__Your task__.
Lay out the items below as a two-column CSV with the headers item_text and answer, giving one row per item, with its text and its full answer each in a single quoted field and any line breaks replaced by spaces. Include every item and leave the pictures out.

Excerpted data start

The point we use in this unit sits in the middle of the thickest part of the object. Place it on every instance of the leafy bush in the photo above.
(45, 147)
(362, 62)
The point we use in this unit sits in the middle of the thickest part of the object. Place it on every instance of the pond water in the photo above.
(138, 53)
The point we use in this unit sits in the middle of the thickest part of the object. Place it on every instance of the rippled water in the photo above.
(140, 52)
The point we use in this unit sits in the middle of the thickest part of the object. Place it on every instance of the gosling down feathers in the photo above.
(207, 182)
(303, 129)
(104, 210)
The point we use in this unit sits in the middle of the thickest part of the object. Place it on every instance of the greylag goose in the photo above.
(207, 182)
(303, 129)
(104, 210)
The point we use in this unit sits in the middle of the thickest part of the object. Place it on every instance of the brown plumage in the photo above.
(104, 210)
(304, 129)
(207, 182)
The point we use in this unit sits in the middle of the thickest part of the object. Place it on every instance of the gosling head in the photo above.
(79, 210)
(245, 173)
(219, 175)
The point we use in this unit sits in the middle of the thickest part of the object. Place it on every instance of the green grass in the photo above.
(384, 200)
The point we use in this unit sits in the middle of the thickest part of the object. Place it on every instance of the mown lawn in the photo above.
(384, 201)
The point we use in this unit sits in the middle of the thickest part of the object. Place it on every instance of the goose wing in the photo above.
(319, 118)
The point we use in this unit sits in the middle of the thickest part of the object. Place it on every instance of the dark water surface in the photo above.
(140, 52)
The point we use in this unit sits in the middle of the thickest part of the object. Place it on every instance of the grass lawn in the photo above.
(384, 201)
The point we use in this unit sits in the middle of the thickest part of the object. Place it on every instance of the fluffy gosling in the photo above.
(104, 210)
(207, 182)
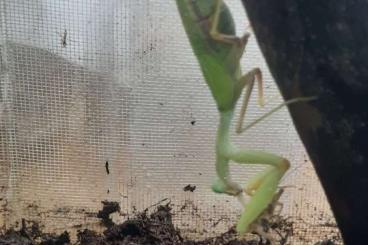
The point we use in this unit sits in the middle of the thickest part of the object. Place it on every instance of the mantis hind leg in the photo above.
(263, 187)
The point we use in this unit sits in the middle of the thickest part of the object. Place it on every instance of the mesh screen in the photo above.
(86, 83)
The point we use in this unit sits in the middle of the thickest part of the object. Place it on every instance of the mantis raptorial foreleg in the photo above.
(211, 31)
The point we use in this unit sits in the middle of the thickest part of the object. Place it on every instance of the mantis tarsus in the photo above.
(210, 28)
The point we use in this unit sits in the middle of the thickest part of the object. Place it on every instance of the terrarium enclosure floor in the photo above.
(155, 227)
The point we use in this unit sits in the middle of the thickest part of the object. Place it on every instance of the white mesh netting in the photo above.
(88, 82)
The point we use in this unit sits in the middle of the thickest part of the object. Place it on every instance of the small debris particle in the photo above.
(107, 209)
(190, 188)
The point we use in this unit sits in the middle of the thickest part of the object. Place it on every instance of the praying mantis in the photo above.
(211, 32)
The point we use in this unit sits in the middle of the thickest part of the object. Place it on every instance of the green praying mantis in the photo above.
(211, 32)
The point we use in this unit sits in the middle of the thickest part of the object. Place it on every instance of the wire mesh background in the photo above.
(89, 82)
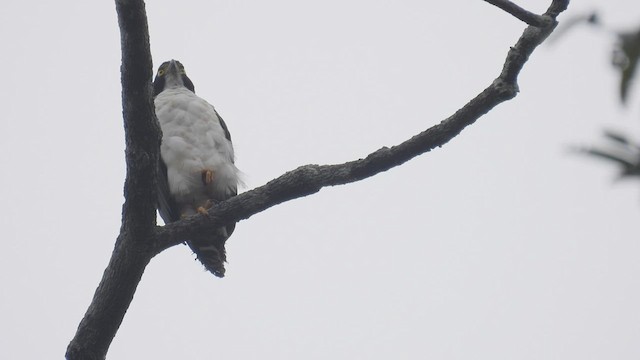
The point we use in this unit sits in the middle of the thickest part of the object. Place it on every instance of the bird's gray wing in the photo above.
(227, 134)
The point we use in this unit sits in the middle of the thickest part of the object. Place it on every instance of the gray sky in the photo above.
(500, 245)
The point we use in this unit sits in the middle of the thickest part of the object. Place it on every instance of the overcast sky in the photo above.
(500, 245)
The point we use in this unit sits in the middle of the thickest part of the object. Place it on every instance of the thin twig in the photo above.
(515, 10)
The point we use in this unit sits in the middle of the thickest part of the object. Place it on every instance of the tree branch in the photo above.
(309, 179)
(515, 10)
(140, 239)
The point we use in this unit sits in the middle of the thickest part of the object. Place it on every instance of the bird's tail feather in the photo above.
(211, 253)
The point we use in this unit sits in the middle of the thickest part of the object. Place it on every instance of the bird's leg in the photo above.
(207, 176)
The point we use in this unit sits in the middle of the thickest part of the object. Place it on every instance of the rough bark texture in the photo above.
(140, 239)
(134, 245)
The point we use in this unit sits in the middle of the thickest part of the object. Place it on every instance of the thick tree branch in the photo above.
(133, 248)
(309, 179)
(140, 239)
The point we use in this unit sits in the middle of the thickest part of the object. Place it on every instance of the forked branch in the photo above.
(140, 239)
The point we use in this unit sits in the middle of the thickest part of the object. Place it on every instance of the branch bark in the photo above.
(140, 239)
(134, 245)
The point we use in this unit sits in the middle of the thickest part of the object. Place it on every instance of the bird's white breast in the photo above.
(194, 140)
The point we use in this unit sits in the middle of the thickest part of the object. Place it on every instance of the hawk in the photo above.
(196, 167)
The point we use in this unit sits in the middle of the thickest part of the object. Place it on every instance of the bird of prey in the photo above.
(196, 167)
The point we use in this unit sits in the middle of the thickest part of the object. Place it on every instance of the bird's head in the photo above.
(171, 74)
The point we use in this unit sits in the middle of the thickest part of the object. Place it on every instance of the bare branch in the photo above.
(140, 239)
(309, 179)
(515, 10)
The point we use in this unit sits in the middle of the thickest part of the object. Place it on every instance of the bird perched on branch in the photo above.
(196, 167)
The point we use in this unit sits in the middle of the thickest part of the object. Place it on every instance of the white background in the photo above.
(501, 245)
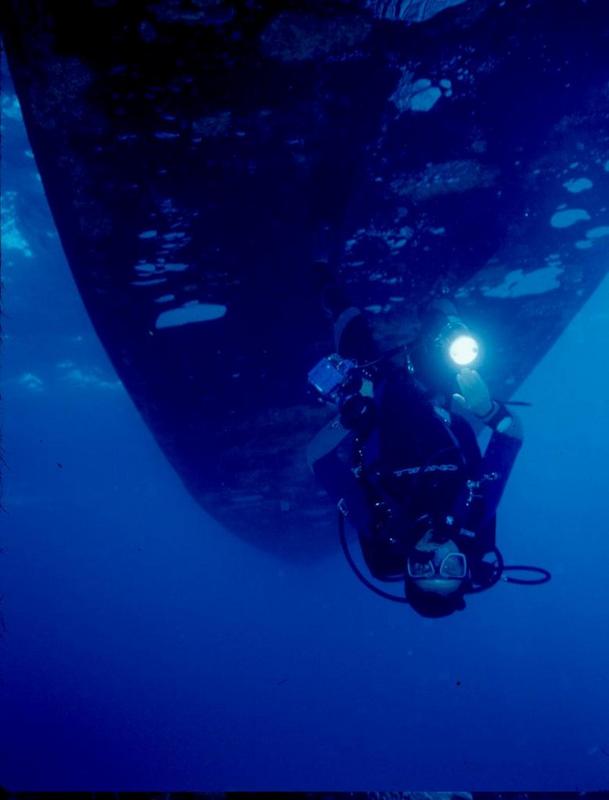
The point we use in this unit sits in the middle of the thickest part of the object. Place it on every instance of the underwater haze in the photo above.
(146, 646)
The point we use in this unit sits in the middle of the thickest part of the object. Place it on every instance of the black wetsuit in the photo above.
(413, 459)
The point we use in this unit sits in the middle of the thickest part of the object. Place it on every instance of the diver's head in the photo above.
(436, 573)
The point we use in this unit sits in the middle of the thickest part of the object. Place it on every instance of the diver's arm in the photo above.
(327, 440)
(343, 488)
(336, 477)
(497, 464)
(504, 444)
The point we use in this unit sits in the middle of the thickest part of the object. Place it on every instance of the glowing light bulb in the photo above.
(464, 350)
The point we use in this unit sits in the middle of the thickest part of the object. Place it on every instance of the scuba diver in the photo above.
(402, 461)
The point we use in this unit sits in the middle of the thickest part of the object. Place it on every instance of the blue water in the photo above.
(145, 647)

Excerpted data end

__Solution__.
item_text,answer
"The point we use in this unit sits in the middle of the thickest part of the object. Place it on every instance of the leafy bush in the photo above.","(45, 147) (362, 62)"
"The point we use in this unit sits in the middle of the thickest part of the object. Place it on every instance of the pond water in the photo above.","(138, 53)"
"The point we use in this unit sits in the middle of the thickest part of the object. Place it on every instance of the rippled water in the photo above.","(140, 52)"
"The point we use in this unit sits in the middle of the thickest part of the object. Place it on every instance of the gosling down feathers in the photo above.","(207, 182) (303, 129) (104, 210)"
"The point we use in this unit sits in the middle of the thickest part of the object. Place it on every instance of the greylag goose in the photo above.","(207, 182) (303, 129) (104, 210)"
"The point we use in this unit sits in the middle of the thickest part of the object. Place it on every instance of the brown plumage in the photo above.","(104, 210) (304, 129) (207, 182)"
"The point we use in this unit sits in the middle of the thickest part of the object. Place it on every instance of the gosling head in the photo above.","(79, 210) (245, 173) (219, 175)"
"The point we use in this unit sits in the middle of the thickest part of the object. Place it on every instance of the green grass in the photo above.","(384, 200)"
"The point we use in this unit sits in the middle of the thickest part of the object. Place it on every instance of the mown lawn in the photo above.","(384, 201)"
"The point we use in this unit sits in the middle of the thickest part of the object. Place it on every instance of the goose wing in the photo above.","(319, 118)"
"The point we use in this unit sits in the middle of the thickest part of the object. Place it on every instance of the dark water surface in the photo above.","(140, 52)"
"The point we use in this unit sits in the middle of the thickest part of the object. Place it on every instance of the grass lawn in the photo above.","(384, 201)"
"The point we use in this unit sits in the middle of the thickest part of the object. Place it on every instance of the fluffy gosling in the photo above.","(104, 210) (207, 182)"
"The point we use in this unit sits in the middle of the thickest part of the object. Place it on every instance of the mantis hind leg in the photo above.","(263, 187)"
"The point we use in this unit sits in the middle of the thickest part of the object. Place it on every instance of the mesh screen in the photo above.","(86, 83)"
"The point we use in this unit sits in the middle of the thickest part of the object. Place it on every instance of the mantis raptorial foreleg in the photo above.","(211, 31)"
"The point we use in this unit sits in the middle of the thickest part of the object. Place it on every instance of the mantis tarsus in the photo above.","(210, 28)"
"The point we use in this unit sits in the middle of the thickest part of the object. Place it on every instance of the terrarium enclosure floor in the photo above.","(155, 227)"
"The point we use in this unit sits in the middle of the thickest part of the object. Place it on every instance of the white mesh netting in the photo above.","(88, 82)"
"The point we use in this unit sits in the middle of the thickest part of the object. Place it on every instance of the small debris particle in the photo above.","(107, 209) (190, 188)"
"The point we use in this unit sits in the middle of the thickest part of the object. Place it on every instance of the praying mantis in the photo above.","(211, 32)"
"The point we use in this unit sits in the middle of the thickest part of the object. Place it on every instance of the green praying mantis in the photo above.","(211, 32)"
"The point we use in this unit sits in the middle of the thickest part of the object. Place it on every instance of the wire mesh background in the photo above.","(89, 82)"
"The point we use in this unit sits in the middle of the thickest part of the object. Place it on every instance of the bird's gray wing in the photo above.","(227, 134)"
"The point we use in this unit sits in the middle of the thickest part of the object. Place it on every instance of the gray sky in the photo above.","(500, 245)"
"The point we use in this unit sits in the middle of the thickest part of the object. Place it on every instance of the overcast sky in the photo above.","(500, 245)"
"The point we use in this unit sits in the middle of the thickest part of the object. Place it on every instance of the thin twig in the photo above.","(515, 10)"
"The point we use in this unit sits in the middle of the thickest part of the object. Place it on every instance of the tree branch in the photo above.","(309, 179) (515, 10) (140, 239)"
"The point we use in this unit sits in the middle of the thickest part of the object. Place it on every instance of the bird's tail feather in the photo above.","(211, 253)"
"The point we use in this unit sits in the middle of the thickest part of the object. Place it on every instance of the bird's leg in the photo above.","(207, 176)"
"The point we use in this unit sits in the middle of the thickest part of the object. Place it on every instance of the rough bark texture in the photo above.","(140, 239) (134, 245)"
"The point we use in this unit sits in the middle of the thickest part of the object. Place it on every instance of the thick tree branch in the photo above.","(133, 248) (309, 179) (140, 239)"
"The point we use in this unit sits in the middle of the thickest part of the object. Place it on every instance of the forked branch in the photo above.","(140, 239)"
"The point we use in this unit sits in the middle of the thickest part of the object. Place it on every instance of the branch bark in the photo above.","(140, 239) (134, 245)"
"The point we use in this unit sits in the middle of the thickest part of the object. Place it on every instance of the bird's white breast in the photo above.","(194, 140)"
"The point we use in this unit sits in the middle of the thickest part of the object. Place it on every instance of the hawk in the photo above.","(196, 167)"
"The point we use in this unit sits in the middle of the thickest part of the object. Place it on every instance of the bird of prey in the photo above.","(196, 167)"
"The point we use in this unit sits in the middle of the thickest part of the object. Place it on every instance of the bird's head in the photo above.","(171, 74)"
"The point we use in this unit sits in the middle of the thickest part of the object. Place it on every instance of the bare branch in the photo above.","(140, 239) (309, 179) (515, 10)"
"The point we use in this unit sits in the middle of the thickest part of the object. Place it on every instance of the bird perched on branch in the photo above.","(196, 167)"
"The point we use in this unit sits in the middle of the thickest part of the object. Place it on every instance of the white background in the photo above.","(501, 245)"
"The point we use in this unit sits in the middle of the thickest part of the object. Place it on every instance of the underwater haze in the photo above.","(146, 646)"
"The point we use in this unit sits in the middle of the thickest part of the object. Place it on every instance of the black wetsuit in the photo above.","(413, 459)"
"The point we use in this unit sits in the middle of the thickest part of the object. Place it on every instance of the diver's head in the photo above.","(436, 573)"
"The point we use in this unit sits in the middle of the thickest part of the object. Place it on every instance of the diver's arm in the photo above.","(327, 440) (343, 488) (336, 477) (497, 464) (504, 444)"
"The point we use in this unit sits in the middle of the thickest part of the object. Place it on every instance of the glowing light bulb in the photo above.","(464, 350)"
"The point we use in this unit sits in the middle of the thickest part of the object. Place it on every instance of the scuba diver in the photo above.","(402, 461)"
"The point we use in this unit sits in the middle of the thickest part of the object. Place it on every instance of the blue water in the photo above.","(145, 647)"